### GIVEN TEXT
# Transporting Drywall to the site



## cargo rackz (Jan 27, 2015)

Would like to know how you guys get your drywall and other sheet goods to the site? Do you look for a solution or just deal by shoving it into the work vehicle?


----------



## Xtrememtnbiker (Jun 9, 2013)

It gets delivered or we pick it up... :jester:

Bed of a truck or in an enclosed or open trailer.


----------



## cargo rackz (Jan 27, 2015)

Thanks. Marketing a new product for a client and looking to see how you guys transport and learn about the issues. Product carries it on the side of vehicle like glass. Seems like a solid product and looking for input.

Hate to admit it but jealous of you guys. I cant put a *spam post* in straight.


----------



## TNTRenovate (Aug 19, 2010)

Haven't you been on here before?


----------



## Walraven (Jan 24, 2014)

Delivery of anything more than a couple sheets


----------



## m1911 (Feb 24, 2009)

delivered


----------



## avenge (Sep 25, 2008)

In my van, on top of my van (if I had to), in a trailer or have it delivered. Would I carry it on the side....no.


----------



## TNTRenovate (Aug 19, 2010)

Yeah this guy had been here before.


----------



## Driftweed (Nov 7, 2012)

Cut em in half, toss it in the trunk of the hoopty. More than 3 sheets, spend $20 on a u-haul pickup.


----------



## thehockeydman (Dec 19, 2012)

cargo rackz said:


> Thanks. Marketing a new product for a client and looking to see how you guys transport and learn about the issues. Product carries it on the side of vehicle like glass. Seems like a solid product and looking for input.
> 
> Hate to admit it but jealous of you guys. I cant put a light bulb in straight.


Maybe I'm reading it wrong, but this sounds like a terrible idea.

Even if it were to work, I'm not sure you're making anyone's life easier. If it's a few sheets, it fits in my truck bed. More than a few? Delivered by the supplier.

I'd suggest you/your client ask some very honest questions to find out if this idea is worth pursuing before sinking a bunch of time/money into development, IP, and marketing.


----------



## rselectric1 (Sep 20, 2009)

TNTSERVICES said:


> Yeah this guy had been here before.


Nuked


----------



## Calidecks (Nov 19, 2011)

I call drywall guy, and I could careless how he got it there. :laughing:


----------



## icerock drywall (Aug 16, 2012)

I just snap my finger


----------



## KAP (Feb 19, 2011)

Customer pays for delivery...


----------



## 1985gt (Dec 10, 2010)

On the side of a van?!?!:laughing:










I prefer this method. Can't be hassled for a delivery charge.


----------



## KAP (Feb 19, 2011)

1985gt said:


> On the side of a van?!?!:laughing:
> 
> 
> 
> ...


You know Lowes does $20 delivery for commercial accounts right? Not to mention, our sheetrock supplier not only delivers for free but brings it in...

Be sure to tip...

Wouldn't bother making the trip for a couple of sheets for $20... especially since the customer is paying anyway...

### DATASET ROWS
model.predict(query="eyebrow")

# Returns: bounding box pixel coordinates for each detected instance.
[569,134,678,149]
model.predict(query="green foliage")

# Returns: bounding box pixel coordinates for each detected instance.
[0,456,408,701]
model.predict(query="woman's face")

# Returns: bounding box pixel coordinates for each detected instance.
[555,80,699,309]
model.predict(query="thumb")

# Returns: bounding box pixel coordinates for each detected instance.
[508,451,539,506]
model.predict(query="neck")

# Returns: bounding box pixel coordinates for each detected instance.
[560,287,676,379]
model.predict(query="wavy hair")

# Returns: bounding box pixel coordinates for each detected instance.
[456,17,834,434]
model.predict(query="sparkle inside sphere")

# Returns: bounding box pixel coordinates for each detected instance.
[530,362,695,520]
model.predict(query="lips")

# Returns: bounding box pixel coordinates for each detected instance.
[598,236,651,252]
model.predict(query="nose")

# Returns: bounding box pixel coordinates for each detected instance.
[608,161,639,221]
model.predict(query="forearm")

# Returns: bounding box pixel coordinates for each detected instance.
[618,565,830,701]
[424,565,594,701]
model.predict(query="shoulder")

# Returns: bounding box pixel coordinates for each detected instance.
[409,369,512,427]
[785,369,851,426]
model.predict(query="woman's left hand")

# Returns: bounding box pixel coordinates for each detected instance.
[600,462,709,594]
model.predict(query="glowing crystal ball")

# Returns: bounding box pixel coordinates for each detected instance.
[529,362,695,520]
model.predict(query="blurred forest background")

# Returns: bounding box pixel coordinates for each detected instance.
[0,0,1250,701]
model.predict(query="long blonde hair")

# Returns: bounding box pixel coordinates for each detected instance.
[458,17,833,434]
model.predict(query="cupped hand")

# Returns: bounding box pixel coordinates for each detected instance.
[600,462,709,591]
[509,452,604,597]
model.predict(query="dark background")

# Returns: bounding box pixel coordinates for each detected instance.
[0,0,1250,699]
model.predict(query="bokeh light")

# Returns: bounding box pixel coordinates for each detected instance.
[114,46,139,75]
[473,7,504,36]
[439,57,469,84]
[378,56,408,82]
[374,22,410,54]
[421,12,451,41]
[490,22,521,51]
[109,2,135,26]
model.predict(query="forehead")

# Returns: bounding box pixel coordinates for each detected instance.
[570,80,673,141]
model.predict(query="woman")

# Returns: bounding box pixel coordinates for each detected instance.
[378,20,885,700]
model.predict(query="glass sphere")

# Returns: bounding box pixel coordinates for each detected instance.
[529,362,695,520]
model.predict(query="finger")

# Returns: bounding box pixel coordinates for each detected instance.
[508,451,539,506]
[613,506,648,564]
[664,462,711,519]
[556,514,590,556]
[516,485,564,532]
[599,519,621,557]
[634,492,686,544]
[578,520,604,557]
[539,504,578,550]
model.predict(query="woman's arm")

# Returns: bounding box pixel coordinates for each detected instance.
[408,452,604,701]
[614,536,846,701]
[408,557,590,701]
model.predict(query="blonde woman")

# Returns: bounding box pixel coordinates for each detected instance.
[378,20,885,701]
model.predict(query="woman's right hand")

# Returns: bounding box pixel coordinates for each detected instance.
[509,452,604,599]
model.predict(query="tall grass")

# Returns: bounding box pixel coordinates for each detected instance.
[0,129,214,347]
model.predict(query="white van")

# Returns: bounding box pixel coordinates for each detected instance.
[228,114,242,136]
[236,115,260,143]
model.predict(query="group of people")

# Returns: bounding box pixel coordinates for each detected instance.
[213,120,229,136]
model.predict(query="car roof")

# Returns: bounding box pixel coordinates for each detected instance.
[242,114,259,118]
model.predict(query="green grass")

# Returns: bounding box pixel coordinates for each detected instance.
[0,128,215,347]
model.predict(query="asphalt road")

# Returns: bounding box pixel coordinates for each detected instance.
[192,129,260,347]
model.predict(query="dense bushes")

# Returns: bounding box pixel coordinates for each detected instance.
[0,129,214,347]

### ACTIONS TO TAKE
1) How would you render this sentence from the drywall thread in Spanish: "If it's a few sheets, it fits in my truck bed."
2) Do these statements agree with the drywall thread? Answer yes or no for each, quoting the deciding words. (a) The first reply says the drywall is either delivered or picked up. (b) One poster says the sheetrock supplier charges $20 for delivery. (c) One poster says they would carry drywall on the side of a vehicle.
3) Can you resume the drywall thread, picking up right after its final post?

### TASK-BY-TASK OUTPUTS
1) Si son unas pocas hojas, caben en la caja de mi camioneta.

2)
(a) Yes: "It gets delivered or we pick it up"
(b) No: "our sheetrock supplier not only delivers for free but brings it in"
(c) No: "Would I carry it on the side....no."

3)
----------



## artinall (Aug 14, 2007)

Anymore I tend to cut down the sheets, doing smaller jobs only.

But this may help for determining which way to go http://www.referwork.com/ref/how_much_does_drywall_weigh.htm 

Delivery is little to pay especially when you have the thicker wallboard to contend with and non-straight paths. Too, makes starting the job easier when you haven't already lugged the stuff so far...there's always the option of renting the home center truck if you happen to buy it there.


----------



## 1985gt (Dec 10, 2010)

KAP said:


> You know Lowes does $20 delivery for commercial accounts right? Not to mention, our sheetrock supplier not only delivers for free but brings it in...
> 
> Be sure to tip...
> 
> Wouldn't bother making the trip for a couple of sheets for $20... especially since the customer is paying anyway...



Late reply but I really hope you know I was joking.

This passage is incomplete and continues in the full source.